[Object point labels]
<<<<

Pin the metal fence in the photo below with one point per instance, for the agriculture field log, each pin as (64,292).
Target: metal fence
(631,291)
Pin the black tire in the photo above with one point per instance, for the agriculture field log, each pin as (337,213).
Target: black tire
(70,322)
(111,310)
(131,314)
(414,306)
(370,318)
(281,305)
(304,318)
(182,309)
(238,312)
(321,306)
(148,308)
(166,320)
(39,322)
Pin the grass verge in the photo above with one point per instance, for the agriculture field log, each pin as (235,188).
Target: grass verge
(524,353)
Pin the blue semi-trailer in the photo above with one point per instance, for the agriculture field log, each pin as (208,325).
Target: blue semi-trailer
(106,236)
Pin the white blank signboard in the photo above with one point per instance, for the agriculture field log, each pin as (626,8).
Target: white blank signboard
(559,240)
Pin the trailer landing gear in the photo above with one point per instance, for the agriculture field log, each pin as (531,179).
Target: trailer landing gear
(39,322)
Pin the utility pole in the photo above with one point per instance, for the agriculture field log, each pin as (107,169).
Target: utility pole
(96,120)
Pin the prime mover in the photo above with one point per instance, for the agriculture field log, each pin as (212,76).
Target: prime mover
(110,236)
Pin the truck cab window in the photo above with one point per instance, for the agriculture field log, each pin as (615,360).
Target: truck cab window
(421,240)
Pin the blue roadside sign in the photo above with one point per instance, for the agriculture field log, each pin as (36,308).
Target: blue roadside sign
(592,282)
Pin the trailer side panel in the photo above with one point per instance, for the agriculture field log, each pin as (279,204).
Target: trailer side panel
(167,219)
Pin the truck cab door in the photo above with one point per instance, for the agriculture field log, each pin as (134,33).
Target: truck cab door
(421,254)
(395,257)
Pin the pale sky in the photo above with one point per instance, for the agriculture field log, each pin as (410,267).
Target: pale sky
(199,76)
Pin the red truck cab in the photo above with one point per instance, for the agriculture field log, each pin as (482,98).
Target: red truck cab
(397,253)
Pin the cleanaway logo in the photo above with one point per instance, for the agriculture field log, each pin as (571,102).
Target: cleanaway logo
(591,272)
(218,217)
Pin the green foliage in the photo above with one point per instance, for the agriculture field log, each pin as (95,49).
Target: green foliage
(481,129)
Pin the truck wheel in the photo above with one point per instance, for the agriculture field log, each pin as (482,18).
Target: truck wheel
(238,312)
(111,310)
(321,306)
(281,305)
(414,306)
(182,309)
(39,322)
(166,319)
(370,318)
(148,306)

>>>>

▸ Stated problem
Go through the listing and copy all of it exactly.

▸ Exercise answer
Pin the metal fence in the photo below with one point per instance, for the agriculture field log, each pin as (64,292).
Target: metal fence
(631,291)
Pin the black tire in the photo above with one point per instance, for the agriculture field log, each pin as (337,213).
Target: black tire
(70,322)
(111,310)
(131,314)
(414,306)
(370,318)
(281,305)
(304,318)
(182,309)
(238,312)
(321,306)
(148,308)
(166,320)
(39,322)
Pin the grass verge in the photo above with one point per instance, for the agriculture field log, each pin as (235,188).
Target: grass verge
(524,353)
Pin the blue semi-trailer in the photo above with one point per instance, for the agriculture field log, each pin as (208,325).
Target: blue semi-trailer
(106,236)
Pin the white blank signboard in the photo above with one point per instance, for the agriculture field log, each pin as (626,8).
Target: white blank signboard
(559,240)
Pin the trailer landing gear in the photo above with one point per instance, for the agriculture field log, each pin as (531,179).
Target: trailer landing gear
(39,322)
Pin the utility pole in the photo above with one point per instance, for the agriculture field log, each pin as (107,169).
Target: utility pole
(96,120)
Pin the prime mover in the photo above with one point per instance, for the agriculture field log, each pin as (212,76).
Target: prime mover
(110,236)
Pin the truck cab window in the photo above with one point per instance, for the agriculture field log, each pin as (615,360).
Target: truck cab window
(421,240)
Pin the blue roadside sign in the photo above with one point per instance, for the agriculture field log, each pin as (36,308).
Target: blue roadside sign
(592,282)
Pin the trailer side panel in the photo above with one point per instance, for the agriculture field log, each pin as (279,204).
Target: trailer side panel
(167,219)
Pin the truck cab door in the photo above with one point per instance, for the agriculture field log, each pin as (134,33).
Target: truck cab door
(421,254)
(395,257)
Pin the pale sky in the photo above with one point per instance, for the agriculture field log, each pin as (410,267).
Target: pale sky
(199,76)
Pin the red truck cab in the photo above with one point per instance, for the agriculture field log, each pin as (482,98).
Target: red truck cab
(397,253)
Pin the cleanaway logo in the photo above with one point per instance, for the agriculture field log, each pin as (571,102).
Target: cleanaway logo
(591,272)
(218,217)
Pin the green foliage in the photo above with one point per instance, for the agriculture field log, each pin as (95,49).
Target: green foliage
(481,129)
Pin the truck wheel in the photo above with one point per instance, for the agriculture field log, each pin as (482,18).
Target: truck wheel
(238,312)
(111,310)
(321,306)
(281,305)
(414,306)
(182,309)
(39,322)
(166,319)
(370,318)
(148,306)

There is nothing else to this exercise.